Natural-language object grounding data:

+ + + + +

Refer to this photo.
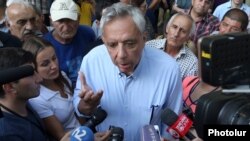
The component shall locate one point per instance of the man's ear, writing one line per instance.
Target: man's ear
(7, 24)
(8, 88)
(145, 36)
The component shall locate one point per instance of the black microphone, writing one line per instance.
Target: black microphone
(117, 133)
(149, 133)
(82, 133)
(13, 74)
(178, 126)
(97, 117)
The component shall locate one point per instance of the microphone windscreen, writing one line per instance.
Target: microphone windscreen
(169, 117)
(148, 133)
(99, 115)
(14, 74)
(117, 134)
(82, 133)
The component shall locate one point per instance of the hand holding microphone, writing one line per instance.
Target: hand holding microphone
(88, 99)
(117, 133)
(98, 116)
(178, 126)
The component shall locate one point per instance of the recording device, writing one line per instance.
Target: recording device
(225, 59)
(117, 133)
(150, 133)
(97, 117)
(82, 133)
(224, 62)
(14, 74)
(178, 126)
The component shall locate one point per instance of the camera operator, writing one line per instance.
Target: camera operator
(235, 20)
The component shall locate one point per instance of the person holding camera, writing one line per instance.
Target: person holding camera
(235, 20)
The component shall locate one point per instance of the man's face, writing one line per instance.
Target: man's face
(178, 31)
(65, 28)
(124, 44)
(22, 21)
(201, 7)
(228, 25)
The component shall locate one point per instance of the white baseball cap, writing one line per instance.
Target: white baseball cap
(61, 9)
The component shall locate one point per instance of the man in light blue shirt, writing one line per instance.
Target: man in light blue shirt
(132, 82)
(223, 8)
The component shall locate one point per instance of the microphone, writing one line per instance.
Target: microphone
(13, 74)
(149, 133)
(98, 116)
(117, 134)
(178, 126)
(82, 133)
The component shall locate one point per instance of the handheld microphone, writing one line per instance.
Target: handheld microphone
(13, 74)
(149, 133)
(82, 133)
(117, 134)
(98, 116)
(178, 126)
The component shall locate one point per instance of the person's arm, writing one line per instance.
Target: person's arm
(54, 127)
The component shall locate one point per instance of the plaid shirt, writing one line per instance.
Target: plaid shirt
(42, 5)
(205, 27)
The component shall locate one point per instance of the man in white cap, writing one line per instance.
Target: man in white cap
(68, 37)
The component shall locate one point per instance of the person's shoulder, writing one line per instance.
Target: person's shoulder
(84, 28)
(98, 51)
(9, 40)
(158, 56)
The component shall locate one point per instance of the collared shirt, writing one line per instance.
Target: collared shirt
(206, 26)
(221, 10)
(186, 59)
(136, 100)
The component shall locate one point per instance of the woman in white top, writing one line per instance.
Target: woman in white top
(54, 104)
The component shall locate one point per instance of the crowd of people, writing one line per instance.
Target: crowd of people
(85, 54)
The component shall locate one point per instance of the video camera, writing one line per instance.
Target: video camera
(224, 62)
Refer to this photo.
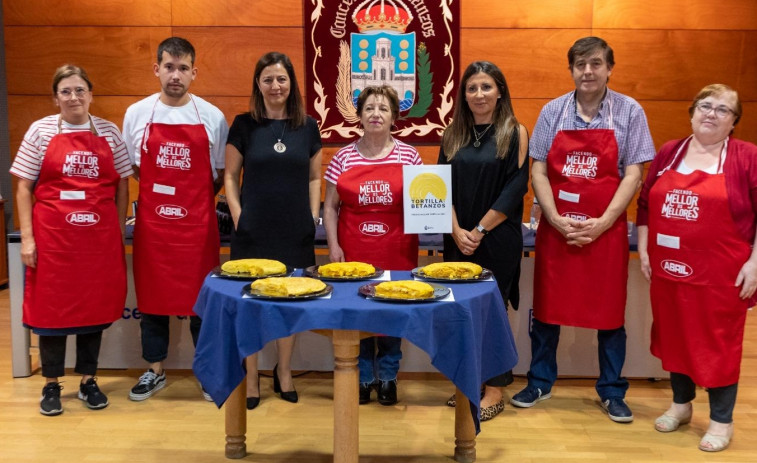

+ + + + +

What you return must match the records above exactly, minus any images.

Written answer>
Refer to this photo.
The component shall locate one point per instance of the man's ear, writing one line per instance.
Target: man's ear
(7, 24)
(8, 88)
(145, 36)
The component shall locate one point per instance of the black microphone, writing one line per instance.
Target: black microphone
(117, 133)
(149, 133)
(82, 133)
(13, 74)
(178, 126)
(97, 117)
The component shall locate one point per instance of the microphone windscreen, writing one line per instance.
Target: microphone windscreen
(169, 117)
(148, 133)
(99, 115)
(14, 74)
(117, 134)
(82, 133)
The component shall locate one point per instance of the hand holding microphone, writing one line per instance.
Target: hand holding microphone
(88, 99)
(117, 133)
(98, 116)
(178, 126)
The component shall locate one point per instance of the recording device, writing one line per instance.
Target: recording device
(225, 59)
(117, 133)
(150, 133)
(97, 117)
(82, 133)
(224, 62)
(14, 74)
(178, 126)
The component shall locate one point per instance of the camera operator, writing one line per instance.
Target: camera operator
(235, 20)
The component shall locate one point per instance of the person holding camera, writing one line per instance.
Target: person holding camera
(235, 20)
The component shall locate one point per instance of the man's face, writing one line per instance.
Target: man's face
(178, 31)
(65, 28)
(124, 44)
(22, 21)
(201, 7)
(228, 25)
The component shall locate one point per instance of the white baseball cap, writing one line per instance.
Target: white baseball cap
(61, 9)
The component shall locate one point per instance of the man in light blue shirt, writing one line per instance.
Target: man in light blue shirt
(132, 82)
(223, 8)
The component shall locate one point per instance of the microphone, writing one line per instance.
Target: microphone
(13, 74)
(149, 133)
(98, 116)
(117, 134)
(178, 126)
(82, 133)
The component shall locate one point per instance of the handheld microphone, writing one line per instance.
Target: handheld microphone
(13, 74)
(149, 133)
(82, 133)
(117, 134)
(98, 116)
(178, 126)
The component shall locate one point per instance of the person's arm, writing one line per instance.
Target: person's arm
(54, 127)
The component shall locate one point per instance of the plaid shirt, writing one line per instance.
Target: plaid shirt
(42, 5)
(205, 27)
The component shall locate one point per instance of the man in white cap, writing one line per instance.
Target: man in white cap
(68, 37)
The component shall locate one point per instance of the person's shoulder, writing one line per instance.
Target: person's shoulder
(84, 28)
(98, 51)
(9, 40)
(158, 56)
The component shall locate one point per instance of the collared shirt, writing one line per instance.
Target: collared shirt
(206, 26)
(221, 10)
(186, 59)
(136, 100)
The component shall locate one point per instance of the woman in white top, writing one line per instance.
Target: woman in white top
(54, 104)
The component shall locate one point per instance of the crowd of people, writing one line per instance.
Target: crowd of people
(85, 54)
The component shall locate one point per instance of the video camera, writing one line per instance.
Target: video camera
(224, 62)
Refer to this photo.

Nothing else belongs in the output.